Reproduce the sales terms word for word, starting at "4. Upon the" and ending at "paid in full.".

▸ **Source passage**
+ + +
4. If the customer defaults in acceptance or culpably violates other duties to cooperate, RiMO is entitled to give preference to other third-party orders and reasonably extend the delivery period.

5. RiMO shall be entitled, without prejudice to any further-reaching statutory and/or contractual claims, to demand compensation for the damages that originated to RiMO thus far, including any additional expenditure If delivery is delayed due to circumstances for which the customer is responsible the risk of accidental deterioration, loss and destruction shall pass to the customer on notification of our readiness to ship.

6. If dispatch or shipment is delayed at the customer´s request by more than one month after notice of the readiness to ship was given, the customer may be charged, for every month commenced, storage costs of 0.5% of the price of the items of the supplies, but in no case more than a total of 5 %. The contractual parties may prove that higher or, as the case may be, lower storage costs have been incurred. More farreaching claims in cases of default of acceptance shall remain reserved.

 

§ 7 Packaging

1. The packaging will be made at our discretion accounting for the means of transportation. (by sea, air, or land), unless the customer dictates a special packaging.

2. If the customer is a company or a business client, we are free to choose the means of transportation, insofar as no other special agreements have been made. The customer bears all costs for a special request regarding the method of shipping; this also applies to express (non-standard) and next-day shipping, even if we pay the initial freight charges.

3. If the customer is a consumer, we are going to inform the customer about the costs of packaging within the order confirmation.

4. Upon the customer’s request, we will cover the shipment by a transportation insurance policy; the customer bears all costs for this insurance.

 

§ 8 Retention of Title

1. If the customer is a consumer, we reserve title to the delivered goods until the purchase price has been paid in full.

2. If the customer is a company or a business client, we reserve title to the delivered goods until full settlement of all debts due arising from current business relations, even if the concrete delivered goods are already paid.
+ + +
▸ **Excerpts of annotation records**
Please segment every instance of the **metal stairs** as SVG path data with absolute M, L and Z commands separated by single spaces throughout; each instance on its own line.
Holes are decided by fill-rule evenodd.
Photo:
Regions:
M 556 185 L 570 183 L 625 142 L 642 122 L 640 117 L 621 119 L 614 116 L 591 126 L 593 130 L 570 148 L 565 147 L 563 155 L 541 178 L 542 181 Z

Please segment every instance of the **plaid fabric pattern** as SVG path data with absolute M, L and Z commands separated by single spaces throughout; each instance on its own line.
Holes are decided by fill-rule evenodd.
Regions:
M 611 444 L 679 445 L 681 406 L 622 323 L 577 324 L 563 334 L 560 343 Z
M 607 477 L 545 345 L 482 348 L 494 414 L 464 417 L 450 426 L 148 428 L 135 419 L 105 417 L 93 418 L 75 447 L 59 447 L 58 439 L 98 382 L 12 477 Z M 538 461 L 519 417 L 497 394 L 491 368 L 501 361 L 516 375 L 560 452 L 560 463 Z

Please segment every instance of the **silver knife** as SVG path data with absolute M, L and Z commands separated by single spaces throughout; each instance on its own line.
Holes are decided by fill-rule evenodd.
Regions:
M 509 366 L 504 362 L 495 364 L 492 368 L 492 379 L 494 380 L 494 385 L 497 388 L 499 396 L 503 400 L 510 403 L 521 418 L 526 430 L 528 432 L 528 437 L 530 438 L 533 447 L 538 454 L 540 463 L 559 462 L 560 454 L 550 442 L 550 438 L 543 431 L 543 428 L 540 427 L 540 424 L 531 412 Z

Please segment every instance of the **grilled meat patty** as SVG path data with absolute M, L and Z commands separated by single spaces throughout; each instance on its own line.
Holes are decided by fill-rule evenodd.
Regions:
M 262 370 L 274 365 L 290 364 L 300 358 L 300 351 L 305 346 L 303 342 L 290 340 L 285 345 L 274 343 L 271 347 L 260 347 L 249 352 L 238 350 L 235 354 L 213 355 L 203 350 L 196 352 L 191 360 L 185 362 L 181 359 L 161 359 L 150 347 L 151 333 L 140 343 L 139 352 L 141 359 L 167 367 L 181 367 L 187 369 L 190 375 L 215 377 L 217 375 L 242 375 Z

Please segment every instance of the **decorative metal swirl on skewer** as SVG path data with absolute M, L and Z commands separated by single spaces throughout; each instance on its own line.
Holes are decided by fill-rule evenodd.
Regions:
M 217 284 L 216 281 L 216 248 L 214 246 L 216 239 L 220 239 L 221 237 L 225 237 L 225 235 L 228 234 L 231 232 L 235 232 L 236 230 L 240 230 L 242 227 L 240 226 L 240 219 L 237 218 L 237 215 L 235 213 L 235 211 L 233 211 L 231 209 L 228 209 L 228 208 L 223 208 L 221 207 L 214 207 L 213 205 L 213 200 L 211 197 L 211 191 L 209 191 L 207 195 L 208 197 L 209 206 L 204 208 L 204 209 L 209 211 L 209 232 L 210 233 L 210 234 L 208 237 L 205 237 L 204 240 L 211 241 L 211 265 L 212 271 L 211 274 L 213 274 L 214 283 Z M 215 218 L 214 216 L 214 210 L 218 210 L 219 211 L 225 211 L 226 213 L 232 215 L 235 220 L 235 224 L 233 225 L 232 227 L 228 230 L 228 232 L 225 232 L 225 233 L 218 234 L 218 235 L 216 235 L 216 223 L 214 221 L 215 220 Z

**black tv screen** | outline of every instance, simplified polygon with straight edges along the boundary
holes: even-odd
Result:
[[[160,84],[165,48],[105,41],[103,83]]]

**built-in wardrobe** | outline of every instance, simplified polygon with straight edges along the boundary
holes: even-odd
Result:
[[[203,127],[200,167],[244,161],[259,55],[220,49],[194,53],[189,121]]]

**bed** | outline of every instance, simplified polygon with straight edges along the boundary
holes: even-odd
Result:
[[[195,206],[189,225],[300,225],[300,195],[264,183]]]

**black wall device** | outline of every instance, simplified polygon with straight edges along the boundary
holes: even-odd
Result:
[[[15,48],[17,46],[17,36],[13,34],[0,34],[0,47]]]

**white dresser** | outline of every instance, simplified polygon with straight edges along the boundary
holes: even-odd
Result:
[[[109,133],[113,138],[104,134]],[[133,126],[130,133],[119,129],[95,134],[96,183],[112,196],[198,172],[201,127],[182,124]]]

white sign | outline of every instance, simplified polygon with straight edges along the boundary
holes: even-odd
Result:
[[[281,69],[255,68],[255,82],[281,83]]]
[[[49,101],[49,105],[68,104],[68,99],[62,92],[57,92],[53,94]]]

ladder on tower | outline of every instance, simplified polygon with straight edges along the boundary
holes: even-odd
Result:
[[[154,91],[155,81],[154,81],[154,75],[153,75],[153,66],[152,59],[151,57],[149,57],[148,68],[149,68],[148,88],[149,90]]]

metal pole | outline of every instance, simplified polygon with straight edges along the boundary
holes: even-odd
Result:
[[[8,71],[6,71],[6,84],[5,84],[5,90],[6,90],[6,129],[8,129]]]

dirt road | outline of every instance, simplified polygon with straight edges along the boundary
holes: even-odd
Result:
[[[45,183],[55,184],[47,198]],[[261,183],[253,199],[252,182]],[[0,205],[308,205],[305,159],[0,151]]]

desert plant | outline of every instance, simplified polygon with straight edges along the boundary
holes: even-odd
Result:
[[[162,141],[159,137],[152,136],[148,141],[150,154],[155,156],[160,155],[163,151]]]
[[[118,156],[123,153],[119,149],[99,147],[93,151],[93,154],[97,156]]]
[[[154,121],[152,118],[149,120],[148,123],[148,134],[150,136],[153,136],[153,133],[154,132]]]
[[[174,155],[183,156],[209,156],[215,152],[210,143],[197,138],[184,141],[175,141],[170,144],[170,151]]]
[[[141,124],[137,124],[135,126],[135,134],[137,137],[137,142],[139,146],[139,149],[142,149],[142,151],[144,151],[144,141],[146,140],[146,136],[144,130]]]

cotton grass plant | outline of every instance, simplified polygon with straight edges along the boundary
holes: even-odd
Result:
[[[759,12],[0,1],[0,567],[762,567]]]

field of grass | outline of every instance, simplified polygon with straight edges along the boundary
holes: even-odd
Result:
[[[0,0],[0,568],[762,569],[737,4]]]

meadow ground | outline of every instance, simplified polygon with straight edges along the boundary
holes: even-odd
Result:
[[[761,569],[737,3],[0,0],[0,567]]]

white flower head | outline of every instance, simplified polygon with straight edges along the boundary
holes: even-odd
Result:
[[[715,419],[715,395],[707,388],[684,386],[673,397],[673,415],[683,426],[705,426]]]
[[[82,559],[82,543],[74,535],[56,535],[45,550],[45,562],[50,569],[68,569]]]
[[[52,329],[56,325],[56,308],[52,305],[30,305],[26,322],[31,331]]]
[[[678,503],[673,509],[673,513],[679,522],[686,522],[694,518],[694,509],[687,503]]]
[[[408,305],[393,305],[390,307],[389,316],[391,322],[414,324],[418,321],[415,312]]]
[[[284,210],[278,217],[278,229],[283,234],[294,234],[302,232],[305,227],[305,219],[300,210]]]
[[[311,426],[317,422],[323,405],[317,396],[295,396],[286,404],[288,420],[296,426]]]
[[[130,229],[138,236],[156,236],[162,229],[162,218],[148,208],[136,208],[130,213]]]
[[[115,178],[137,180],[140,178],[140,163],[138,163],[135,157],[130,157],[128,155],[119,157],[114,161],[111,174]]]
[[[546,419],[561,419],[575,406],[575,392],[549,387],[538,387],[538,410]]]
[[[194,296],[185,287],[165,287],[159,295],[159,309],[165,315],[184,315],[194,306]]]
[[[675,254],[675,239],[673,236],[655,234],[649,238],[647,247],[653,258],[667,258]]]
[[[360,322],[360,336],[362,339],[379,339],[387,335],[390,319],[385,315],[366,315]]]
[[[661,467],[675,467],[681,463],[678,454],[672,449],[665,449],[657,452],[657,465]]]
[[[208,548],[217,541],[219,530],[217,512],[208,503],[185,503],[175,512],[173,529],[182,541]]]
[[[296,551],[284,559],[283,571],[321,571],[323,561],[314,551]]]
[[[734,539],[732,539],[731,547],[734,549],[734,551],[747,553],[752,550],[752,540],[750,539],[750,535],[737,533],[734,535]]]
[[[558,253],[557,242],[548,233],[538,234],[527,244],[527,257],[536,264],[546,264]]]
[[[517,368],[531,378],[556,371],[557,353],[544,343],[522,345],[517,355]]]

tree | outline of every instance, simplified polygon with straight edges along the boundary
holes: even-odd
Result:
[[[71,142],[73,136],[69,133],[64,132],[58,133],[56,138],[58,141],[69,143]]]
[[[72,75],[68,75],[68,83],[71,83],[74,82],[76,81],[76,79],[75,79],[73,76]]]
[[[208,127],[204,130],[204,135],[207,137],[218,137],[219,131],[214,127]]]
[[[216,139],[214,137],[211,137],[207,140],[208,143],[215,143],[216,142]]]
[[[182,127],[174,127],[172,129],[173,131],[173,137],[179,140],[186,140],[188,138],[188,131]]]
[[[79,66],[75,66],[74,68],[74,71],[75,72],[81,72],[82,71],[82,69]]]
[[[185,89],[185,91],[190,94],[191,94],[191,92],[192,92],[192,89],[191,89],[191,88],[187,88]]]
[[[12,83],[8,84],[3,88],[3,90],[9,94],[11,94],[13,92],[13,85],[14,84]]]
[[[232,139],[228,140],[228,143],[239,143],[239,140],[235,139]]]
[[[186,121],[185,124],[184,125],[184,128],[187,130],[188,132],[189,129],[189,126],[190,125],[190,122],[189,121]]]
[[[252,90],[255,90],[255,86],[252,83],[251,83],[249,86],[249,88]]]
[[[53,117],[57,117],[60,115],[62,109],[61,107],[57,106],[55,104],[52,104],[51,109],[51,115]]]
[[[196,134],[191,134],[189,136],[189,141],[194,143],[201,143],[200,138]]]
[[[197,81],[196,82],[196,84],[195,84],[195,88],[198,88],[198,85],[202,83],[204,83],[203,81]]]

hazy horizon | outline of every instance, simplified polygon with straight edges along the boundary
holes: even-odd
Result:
+ + +
▸ **Solution for this task**
4. Upon the customer’s request, we will cover the shipment by a transportation insurance policy; the customer bears all costs for this insurance.

 

§ 8 Retention of Title

1. If the customer is a consumer, we reserve title to the delivered goods until the purchase price has been paid in full.